**SOURCE DOCUMENT**
* * * * * * * * *
- Venue: Empress Hall, Earls Court Exhibition Centre
- Dates: 29–31 July 1948
- Competitors: 11 from 11 nations

Medalists
- 1st place, gold medalist(s):  / Lennart Viitala / Finland
- 2nd place, silver medalist(s):  / Halit Balamir / Turkey
- 3rd place, bronze medalist(s):  / Thure Johansson / Sweden

= Wrestling at the 1948 Summer Olympics – Men's freestyle flyweight =

The men's freestyle flyweight competition at the 1948 Summer Olympics in London took place from 29 July to 31 July at the Empress Hall, Earls Court Exhibition Centre. Nations were limited to one competitor. Flyweight was the lightest category, including wrestlers weighing up to 52 kg.
* * * * * * * * *
**ENTRIES SUPPLIED**

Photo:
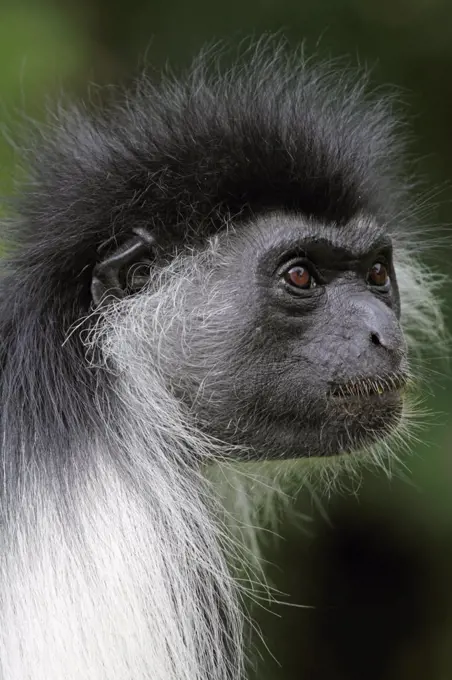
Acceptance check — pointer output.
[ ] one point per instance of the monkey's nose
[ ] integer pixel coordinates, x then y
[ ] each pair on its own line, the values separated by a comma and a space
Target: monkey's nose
387, 340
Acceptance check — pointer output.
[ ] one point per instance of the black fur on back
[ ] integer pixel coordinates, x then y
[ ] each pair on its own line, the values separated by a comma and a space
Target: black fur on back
179, 158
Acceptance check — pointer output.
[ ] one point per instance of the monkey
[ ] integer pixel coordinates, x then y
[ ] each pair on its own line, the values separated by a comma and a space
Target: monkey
215, 273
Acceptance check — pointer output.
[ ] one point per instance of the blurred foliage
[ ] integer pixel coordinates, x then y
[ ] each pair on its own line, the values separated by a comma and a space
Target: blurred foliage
373, 569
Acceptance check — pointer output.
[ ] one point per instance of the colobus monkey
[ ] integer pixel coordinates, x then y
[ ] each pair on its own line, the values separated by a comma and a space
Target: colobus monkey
215, 273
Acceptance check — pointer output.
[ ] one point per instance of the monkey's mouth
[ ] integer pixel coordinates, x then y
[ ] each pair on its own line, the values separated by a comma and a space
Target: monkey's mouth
370, 387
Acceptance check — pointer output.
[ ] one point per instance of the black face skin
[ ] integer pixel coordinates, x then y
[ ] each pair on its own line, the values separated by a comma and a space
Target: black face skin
310, 356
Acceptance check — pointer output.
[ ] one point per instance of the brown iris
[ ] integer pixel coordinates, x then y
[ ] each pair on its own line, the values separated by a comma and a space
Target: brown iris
300, 277
378, 275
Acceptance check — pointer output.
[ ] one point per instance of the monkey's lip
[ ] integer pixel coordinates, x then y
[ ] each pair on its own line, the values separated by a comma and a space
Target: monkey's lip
370, 387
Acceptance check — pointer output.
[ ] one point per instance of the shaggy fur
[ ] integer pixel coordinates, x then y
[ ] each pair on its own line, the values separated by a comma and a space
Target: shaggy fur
115, 556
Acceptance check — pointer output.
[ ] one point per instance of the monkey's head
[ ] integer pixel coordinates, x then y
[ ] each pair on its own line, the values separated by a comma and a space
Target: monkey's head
267, 208
297, 348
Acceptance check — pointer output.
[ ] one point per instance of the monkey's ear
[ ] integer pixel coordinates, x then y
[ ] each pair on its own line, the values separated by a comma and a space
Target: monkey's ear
110, 276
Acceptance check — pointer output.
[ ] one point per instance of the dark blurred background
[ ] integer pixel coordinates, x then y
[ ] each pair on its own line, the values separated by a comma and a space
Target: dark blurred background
374, 568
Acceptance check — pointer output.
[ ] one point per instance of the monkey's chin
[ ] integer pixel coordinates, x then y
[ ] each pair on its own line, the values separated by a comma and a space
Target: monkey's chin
360, 421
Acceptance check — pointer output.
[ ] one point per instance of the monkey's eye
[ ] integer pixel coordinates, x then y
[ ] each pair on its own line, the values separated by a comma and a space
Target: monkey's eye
378, 275
299, 276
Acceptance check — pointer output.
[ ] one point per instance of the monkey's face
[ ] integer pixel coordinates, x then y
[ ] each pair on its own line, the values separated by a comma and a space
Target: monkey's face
306, 356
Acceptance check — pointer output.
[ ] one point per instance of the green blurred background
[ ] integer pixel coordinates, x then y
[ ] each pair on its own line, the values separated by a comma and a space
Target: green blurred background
375, 569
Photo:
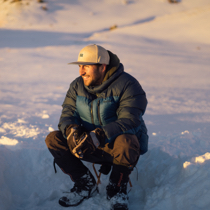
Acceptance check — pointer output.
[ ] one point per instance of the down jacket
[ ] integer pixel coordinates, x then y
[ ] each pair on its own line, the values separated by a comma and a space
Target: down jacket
116, 106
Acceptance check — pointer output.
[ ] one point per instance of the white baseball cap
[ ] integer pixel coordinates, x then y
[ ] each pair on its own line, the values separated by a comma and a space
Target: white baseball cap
92, 54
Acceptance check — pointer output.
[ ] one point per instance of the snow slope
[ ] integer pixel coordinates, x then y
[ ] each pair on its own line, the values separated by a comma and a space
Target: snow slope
165, 46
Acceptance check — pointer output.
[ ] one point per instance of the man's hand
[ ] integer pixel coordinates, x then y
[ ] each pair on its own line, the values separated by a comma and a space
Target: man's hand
73, 133
87, 143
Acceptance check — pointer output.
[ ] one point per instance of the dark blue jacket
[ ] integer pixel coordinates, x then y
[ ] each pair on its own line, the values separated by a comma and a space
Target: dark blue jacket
117, 106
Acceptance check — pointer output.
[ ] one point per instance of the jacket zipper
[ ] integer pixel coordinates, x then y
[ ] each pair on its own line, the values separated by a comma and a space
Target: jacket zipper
99, 118
91, 112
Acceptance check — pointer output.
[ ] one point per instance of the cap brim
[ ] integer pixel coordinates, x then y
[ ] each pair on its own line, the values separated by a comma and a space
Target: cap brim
83, 63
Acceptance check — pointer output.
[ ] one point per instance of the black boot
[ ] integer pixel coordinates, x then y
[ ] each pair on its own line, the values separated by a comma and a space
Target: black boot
117, 188
84, 188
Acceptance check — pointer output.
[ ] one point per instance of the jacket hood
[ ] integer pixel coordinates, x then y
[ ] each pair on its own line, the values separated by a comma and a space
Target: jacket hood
112, 67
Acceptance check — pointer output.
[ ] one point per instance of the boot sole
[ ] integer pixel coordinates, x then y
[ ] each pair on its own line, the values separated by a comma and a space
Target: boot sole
93, 193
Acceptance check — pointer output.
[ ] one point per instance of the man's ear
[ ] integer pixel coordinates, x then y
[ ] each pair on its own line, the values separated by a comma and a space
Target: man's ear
103, 67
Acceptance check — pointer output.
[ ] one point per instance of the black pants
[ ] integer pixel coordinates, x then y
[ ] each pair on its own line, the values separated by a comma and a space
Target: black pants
125, 151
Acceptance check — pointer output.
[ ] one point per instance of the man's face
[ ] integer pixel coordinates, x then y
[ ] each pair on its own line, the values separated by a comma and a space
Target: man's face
92, 74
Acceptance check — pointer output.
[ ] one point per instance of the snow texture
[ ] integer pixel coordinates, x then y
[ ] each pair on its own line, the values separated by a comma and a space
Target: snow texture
166, 46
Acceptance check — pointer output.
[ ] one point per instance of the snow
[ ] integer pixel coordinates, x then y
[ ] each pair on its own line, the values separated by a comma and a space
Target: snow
165, 46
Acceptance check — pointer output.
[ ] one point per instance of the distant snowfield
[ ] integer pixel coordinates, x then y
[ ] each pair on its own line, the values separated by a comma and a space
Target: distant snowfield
165, 46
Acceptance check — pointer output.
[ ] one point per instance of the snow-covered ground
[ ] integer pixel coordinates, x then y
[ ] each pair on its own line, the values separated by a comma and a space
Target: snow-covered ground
165, 46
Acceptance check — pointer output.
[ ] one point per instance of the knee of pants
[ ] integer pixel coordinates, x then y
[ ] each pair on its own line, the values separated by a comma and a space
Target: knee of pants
126, 150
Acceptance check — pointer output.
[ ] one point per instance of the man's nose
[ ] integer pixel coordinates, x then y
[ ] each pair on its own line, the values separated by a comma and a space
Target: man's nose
81, 70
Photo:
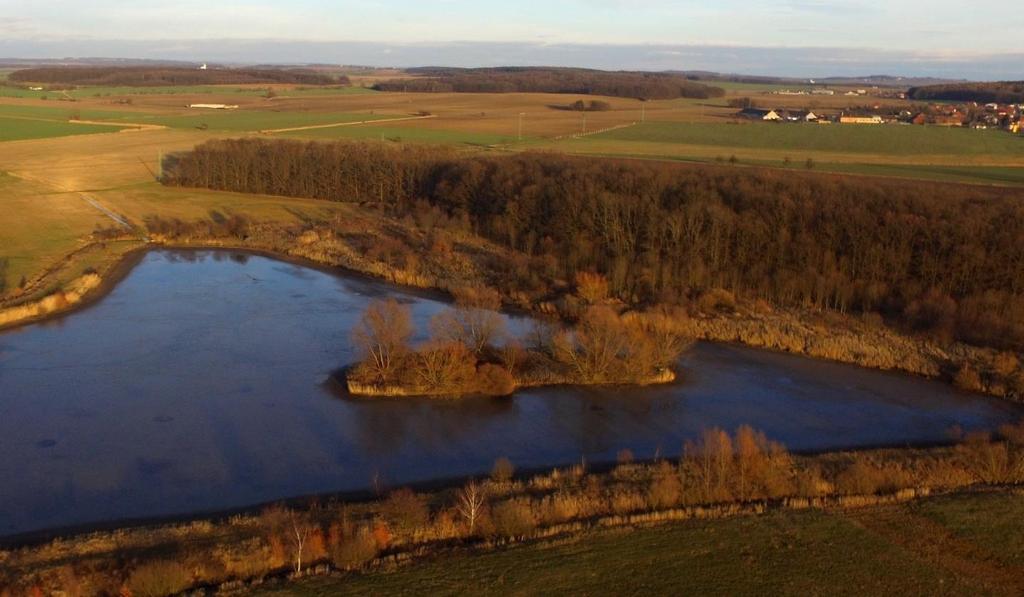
* * * * * * * * *
**PROBLEMS AND TASKS**
(a) Answer these questions from the page on the 1948 Olympic flyweight wrestling event:
(i) At which venue did the competition take place?
(ii) Who won the silver medal, and for which nation?
(iii) Up to what weight did the flyweight category include wrestlers?
(b) Decide whether each statement agrees with the page on the 1948 Olympic flyweight wrestling event. Answer yes or no, and quote the words that decide it.
(i) Each nation could enter two wrestlers.
(ii) The bronze medalist represented Sweden.
(iii) The competition was held in August.

**OUTPUTS FOR THE TASKS**
(a)
(i) Empress Hall, Earls Court Exhibition Centre
(ii) Halit Balamir, for Turkey
(iii) 52 kg

(b)
(i) No: "Nations were limited to one competitor."
(ii) Yes: "Thure Johansson / Sweden"
(iii) No: "took place from 29 July to 31 July"